EXTRACTED TEXT
........

# Floating plants



## Ricker (Nov 23, 2007)

So I have some plants and some of them have detached from the gravel and are now floating. Is this ok cause it seems my fish love them floating because they hide in them. and also my baby snail loves it to.


----------



## emc7 (Jul 23, 2005)

What kind of plants? just gravel, not anything special? I don't think plants get much out of gravel, so floating is no worse. Are the rest of the plants on the bottom getting enough light?


----------



## Ricker (Nov 23, 2007)

OH yes all my plants are getting light in fact my plants that are rooted down have grown about 2 inches in a month about to have to cut them they are about ready to touch the bulbs.


----------



## tois87 (Dec 26, 2007)

i have a few plants that wont stay where i put them and my fish quite like it i don't worry about it the plants still doing its job it just wont grow well.


----------



## jones57742 (Sep 8, 2007)

TheChosenTanker said:


> So I have some plants and some of them have detached from the gravel and are now floating. Is this ok cause it seems my fish love them floating because they hide in them. and also my baby snail loves it to.


I have been there several times.

As long as the plants are green then, IMHO, no problem.

Several (I cannot remember them now) plants which the literature reports to be planted will not only be green but will thrive, multiply and produce roots (or at least did in my tank).

These "offshoots" with roots can then be planted.

TR


----------

........

COLLECTED DATA

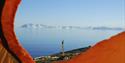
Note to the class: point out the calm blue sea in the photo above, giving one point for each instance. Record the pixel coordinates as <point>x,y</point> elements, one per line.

........

TASK INSTRUCTIONS
1/ In the floating plants thread, copy the passage from "I have been" to "in my tank)." word for word.
2/ Answer these questions from the floating plants thread:
(a) How much have the rooted plants grown in a month, according to Ricker?
(b) According to tois87, how do plants that won't stay put fare?
(c) What condition does jones57742 give for floating plants being no problem?

TASK-BY-TASK RESULTS
1/
I have been there several times.

As long as the plants are green then, IMHO, no problem.

Several (I cannot remember them now) plants which the literature reports to be planted will not only be green but will thrive, multiply and produce roots (or at least did in my tank).

2/
(a) About 2 inches.
(b) They still do their job but won't grow well.
(c) As long as the plants are green.